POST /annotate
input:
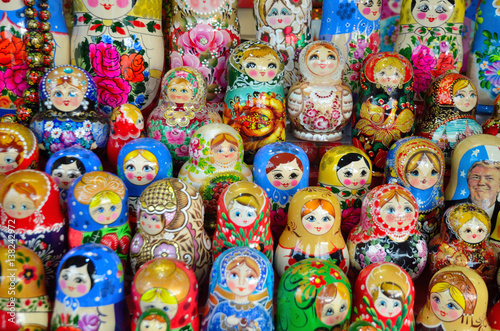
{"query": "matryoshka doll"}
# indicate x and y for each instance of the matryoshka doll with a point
(457, 299)
(347, 172)
(168, 285)
(417, 164)
(97, 212)
(90, 294)
(320, 104)
(384, 111)
(240, 292)
(254, 103)
(281, 169)
(464, 241)
(388, 231)
(68, 114)
(314, 294)
(313, 230)
(384, 296)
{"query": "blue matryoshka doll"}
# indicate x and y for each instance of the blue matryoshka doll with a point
(90, 293)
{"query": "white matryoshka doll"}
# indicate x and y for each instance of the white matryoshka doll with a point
(254, 103)
(240, 292)
(457, 299)
(388, 231)
(281, 169)
(320, 104)
(384, 295)
(417, 164)
(347, 172)
(313, 230)
(90, 294)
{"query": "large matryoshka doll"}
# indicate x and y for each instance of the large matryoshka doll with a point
(90, 294)
(281, 169)
(168, 285)
(457, 299)
(313, 230)
(69, 115)
(384, 296)
(24, 301)
(417, 164)
(388, 231)
(347, 172)
(384, 111)
(170, 224)
(320, 104)
(97, 212)
(314, 294)
(464, 241)
(254, 103)
(240, 292)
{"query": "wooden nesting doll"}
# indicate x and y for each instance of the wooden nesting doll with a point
(168, 285)
(388, 231)
(170, 224)
(240, 292)
(90, 294)
(97, 212)
(214, 148)
(23, 296)
(254, 104)
(314, 294)
(68, 114)
(243, 219)
(464, 241)
(320, 104)
(417, 164)
(281, 169)
(347, 172)
(384, 295)
(384, 111)
(457, 299)
(313, 230)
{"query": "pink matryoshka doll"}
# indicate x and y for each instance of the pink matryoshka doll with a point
(384, 296)
(169, 285)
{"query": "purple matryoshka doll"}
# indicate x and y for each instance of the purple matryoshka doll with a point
(90, 294)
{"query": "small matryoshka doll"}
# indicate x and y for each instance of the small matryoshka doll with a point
(384, 296)
(457, 299)
(170, 286)
(388, 231)
(320, 104)
(384, 111)
(68, 114)
(347, 172)
(214, 148)
(240, 292)
(97, 212)
(464, 241)
(90, 294)
(316, 294)
(313, 230)
(23, 296)
(281, 169)
(417, 164)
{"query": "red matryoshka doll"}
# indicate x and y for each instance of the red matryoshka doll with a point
(388, 231)
(457, 299)
(170, 286)
(170, 224)
(243, 219)
(313, 230)
(24, 302)
(384, 111)
(384, 296)
(464, 241)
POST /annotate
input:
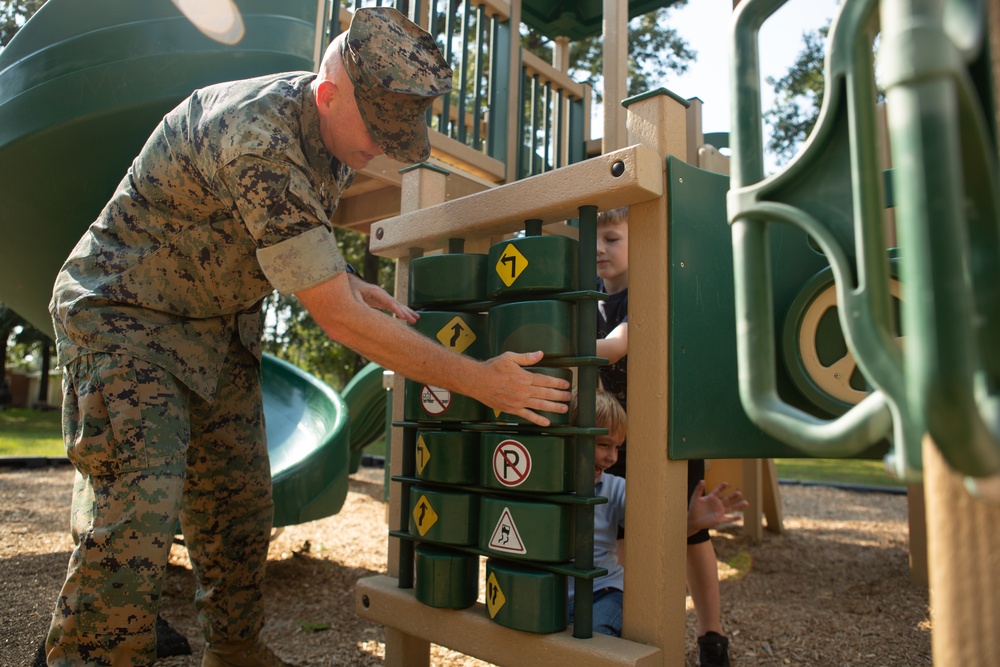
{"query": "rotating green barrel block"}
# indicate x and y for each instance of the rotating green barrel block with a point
(523, 598)
(526, 463)
(465, 333)
(526, 326)
(555, 418)
(525, 530)
(448, 457)
(446, 579)
(532, 265)
(442, 516)
(443, 280)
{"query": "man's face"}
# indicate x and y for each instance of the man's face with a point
(343, 131)
(606, 452)
(612, 250)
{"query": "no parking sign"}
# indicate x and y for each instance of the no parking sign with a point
(511, 463)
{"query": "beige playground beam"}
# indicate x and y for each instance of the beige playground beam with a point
(654, 629)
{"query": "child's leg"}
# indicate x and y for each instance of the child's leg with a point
(607, 616)
(703, 584)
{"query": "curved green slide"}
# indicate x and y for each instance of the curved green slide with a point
(82, 84)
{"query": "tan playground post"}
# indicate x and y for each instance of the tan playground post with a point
(655, 560)
(963, 540)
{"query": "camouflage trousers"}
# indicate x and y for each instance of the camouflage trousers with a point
(148, 452)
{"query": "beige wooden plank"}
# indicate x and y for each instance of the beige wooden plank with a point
(655, 540)
(963, 551)
(551, 197)
(471, 632)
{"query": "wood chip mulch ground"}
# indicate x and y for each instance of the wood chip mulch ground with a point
(833, 590)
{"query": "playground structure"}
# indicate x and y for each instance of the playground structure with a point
(455, 196)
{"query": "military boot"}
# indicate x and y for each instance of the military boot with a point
(241, 654)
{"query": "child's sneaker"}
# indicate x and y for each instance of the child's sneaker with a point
(713, 650)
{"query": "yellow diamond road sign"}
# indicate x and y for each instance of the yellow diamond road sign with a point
(456, 335)
(424, 515)
(423, 454)
(511, 264)
(494, 596)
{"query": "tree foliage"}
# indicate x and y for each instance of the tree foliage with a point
(655, 50)
(291, 334)
(799, 96)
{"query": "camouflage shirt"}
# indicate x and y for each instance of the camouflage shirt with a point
(230, 198)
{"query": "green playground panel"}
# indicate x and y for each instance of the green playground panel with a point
(707, 419)
(81, 87)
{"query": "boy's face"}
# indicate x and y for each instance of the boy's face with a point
(612, 250)
(606, 452)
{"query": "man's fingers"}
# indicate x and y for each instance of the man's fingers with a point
(533, 417)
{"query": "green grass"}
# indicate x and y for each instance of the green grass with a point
(30, 433)
(843, 471)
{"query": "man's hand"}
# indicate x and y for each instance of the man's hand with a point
(376, 297)
(511, 389)
(713, 509)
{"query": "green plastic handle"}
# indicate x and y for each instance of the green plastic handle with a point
(854, 245)
(948, 217)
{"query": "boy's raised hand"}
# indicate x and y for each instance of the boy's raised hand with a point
(714, 508)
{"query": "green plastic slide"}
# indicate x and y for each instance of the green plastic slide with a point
(82, 84)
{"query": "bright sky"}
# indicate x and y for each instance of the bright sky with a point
(704, 24)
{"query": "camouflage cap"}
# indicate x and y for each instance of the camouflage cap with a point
(397, 70)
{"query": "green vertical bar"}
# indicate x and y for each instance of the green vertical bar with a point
(534, 125)
(499, 93)
(546, 165)
(408, 469)
(563, 126)
(585, 416)
(477, 103)
(463, 78)
(387, 475)
(449, 29)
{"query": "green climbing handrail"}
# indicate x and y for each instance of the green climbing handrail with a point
(852, 240)
(947, 202)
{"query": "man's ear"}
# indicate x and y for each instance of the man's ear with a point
(327, 94)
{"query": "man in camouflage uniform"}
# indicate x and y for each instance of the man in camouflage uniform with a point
(157, 318)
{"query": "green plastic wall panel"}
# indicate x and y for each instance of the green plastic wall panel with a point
(707, 419)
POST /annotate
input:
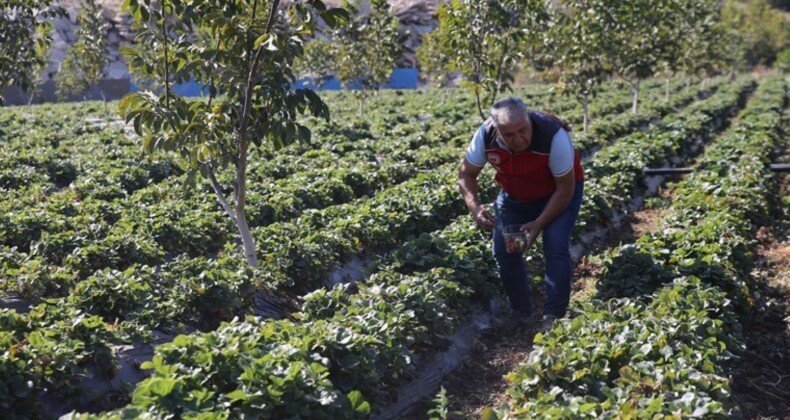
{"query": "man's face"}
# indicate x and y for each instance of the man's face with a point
(517, 135)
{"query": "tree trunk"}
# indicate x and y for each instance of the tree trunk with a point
(246, 237)
(666, 91)
(479, 105)
(241, 197)
(103, 98)
(586, 109)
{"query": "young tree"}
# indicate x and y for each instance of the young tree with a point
(638, 37)
(25, 35)
(576, 43)
(757, 32)
(85, 60)
(695, 50)
(482, 40)
(243, 49)
(367, 48)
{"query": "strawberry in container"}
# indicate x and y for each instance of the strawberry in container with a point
(515, 239)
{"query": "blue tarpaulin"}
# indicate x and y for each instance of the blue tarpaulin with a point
(401, 79)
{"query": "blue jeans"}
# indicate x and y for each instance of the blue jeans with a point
(556, 251)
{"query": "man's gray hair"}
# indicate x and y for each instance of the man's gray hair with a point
(508, 110)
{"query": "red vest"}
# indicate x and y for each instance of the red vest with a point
(525, 176)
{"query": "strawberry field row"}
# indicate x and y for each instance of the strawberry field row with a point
(663, 346)
(344, 353)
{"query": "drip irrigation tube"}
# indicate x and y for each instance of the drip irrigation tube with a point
(775, 167)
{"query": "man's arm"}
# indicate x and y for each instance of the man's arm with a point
(566, 185)
(467, 183)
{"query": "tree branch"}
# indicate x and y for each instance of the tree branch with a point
(211, 84)
(499, 68)
(245, 115)
(218, 192)
(167, 68)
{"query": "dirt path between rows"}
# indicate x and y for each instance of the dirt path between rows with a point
(761, 381)
(480, 380)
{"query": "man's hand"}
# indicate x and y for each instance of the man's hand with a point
(483, 218)
(533, 230)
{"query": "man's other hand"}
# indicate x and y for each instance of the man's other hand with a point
(483, 218)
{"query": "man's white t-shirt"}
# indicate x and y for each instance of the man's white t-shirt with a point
(561, 156)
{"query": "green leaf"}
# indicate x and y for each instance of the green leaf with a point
(335, 17)
(358, 402)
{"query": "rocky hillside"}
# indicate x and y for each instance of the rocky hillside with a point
(417, 17)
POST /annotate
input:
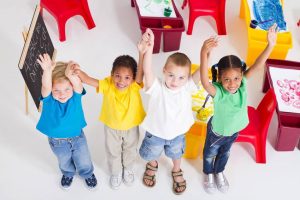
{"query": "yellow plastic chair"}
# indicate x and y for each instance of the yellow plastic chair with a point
(257, 38)
(195, 137)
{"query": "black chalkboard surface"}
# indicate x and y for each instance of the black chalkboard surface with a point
(37, 42)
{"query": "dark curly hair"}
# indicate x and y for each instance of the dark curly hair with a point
(125, 61)
(225, 63)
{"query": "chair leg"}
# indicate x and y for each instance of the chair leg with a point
(220, 22)
(61, 23)
(192, 19)
(41, 11)
(260, 153)
(88, 20)
(184, 3)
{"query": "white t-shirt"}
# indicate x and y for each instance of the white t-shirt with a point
(169, 111)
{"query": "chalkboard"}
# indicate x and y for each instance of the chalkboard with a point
(37, 42)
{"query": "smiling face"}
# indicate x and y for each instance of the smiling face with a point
(62, 90)
(122, 77)
(175, 76)
(231, 79)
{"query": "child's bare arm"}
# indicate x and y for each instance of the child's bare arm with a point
(196, 76)
(260, 61)
(207, 46)
(85, 78)
(74, 79)
(47, 65)
(142, 48)
(148, 37)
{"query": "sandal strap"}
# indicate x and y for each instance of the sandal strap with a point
(180, 184)
(150, 167)
(148, 177)
(179, 173)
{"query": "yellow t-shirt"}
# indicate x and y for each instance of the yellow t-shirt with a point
(121, 110)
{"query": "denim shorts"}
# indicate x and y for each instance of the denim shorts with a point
(153, 146)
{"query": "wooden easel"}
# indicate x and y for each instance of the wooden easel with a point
(25, 33)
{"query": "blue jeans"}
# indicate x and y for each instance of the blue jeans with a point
(216, 150)
(73, 155)
(153, 146)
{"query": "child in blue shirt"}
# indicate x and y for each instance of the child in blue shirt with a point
(62, 120)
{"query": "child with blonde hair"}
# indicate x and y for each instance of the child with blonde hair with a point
(62, 120)
(169, 114)
(122, 112)
(229, 92)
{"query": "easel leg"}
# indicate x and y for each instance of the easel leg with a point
(26, 100)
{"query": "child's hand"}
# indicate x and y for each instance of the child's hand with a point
(77, 70)
(209, 44)
(142, 46)
(45, 62)
(148, 37)
(71, 68)
(272, 35)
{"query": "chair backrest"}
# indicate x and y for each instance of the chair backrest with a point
(266, 109)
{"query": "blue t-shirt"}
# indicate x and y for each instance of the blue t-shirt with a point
(62, 120)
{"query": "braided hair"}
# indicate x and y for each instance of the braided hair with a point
(127, 62)
(225, 63)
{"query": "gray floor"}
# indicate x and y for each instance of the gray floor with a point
(29, 170)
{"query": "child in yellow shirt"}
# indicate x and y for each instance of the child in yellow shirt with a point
(122, 111)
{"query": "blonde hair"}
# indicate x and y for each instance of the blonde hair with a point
(179, 59)
(58, 73)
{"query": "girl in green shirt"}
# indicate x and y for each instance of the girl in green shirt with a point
(230, 108)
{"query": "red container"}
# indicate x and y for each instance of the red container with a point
(171, 36)
(288, 133)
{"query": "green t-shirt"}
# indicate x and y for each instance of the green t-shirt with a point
(230, 110)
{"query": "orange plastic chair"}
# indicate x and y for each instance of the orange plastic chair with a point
(214, 8)
(257, 38)
(259, 121)
(62, 10)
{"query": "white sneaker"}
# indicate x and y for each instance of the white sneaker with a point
(222, 182)
(115, 181)
(209, 184)
(128, 177)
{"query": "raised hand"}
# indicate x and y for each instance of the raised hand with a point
(208, 45)
(45, 62)
(148, 37)
(142, 46)
(272, 35)
(71, 69)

__________________________________________________

From the lines above, pull out every one that contains the string "blue" and reproduce each in full.

{"query": "blue matryoshka doll"}
# indicate x and y for each instance of the blue matryoshka doll with a point
{"query": "blue tarpaulin"}
# indicate x and y for each instance of the blue tarpaulin with a point
{"query": "blue jeans"}
# indicate x and y for each instance of the blue jeans with a point
{"query": "blue jeans"}
# indicate x and y for each instance of the blue jeans with a point
{"query": "child in blue shirt"}
# indicate x and y for each instance of the child in blue shirt with a point
{"query": "blue t-shirt"}
# indicate x and y for each instance of the blue t-shirt with a point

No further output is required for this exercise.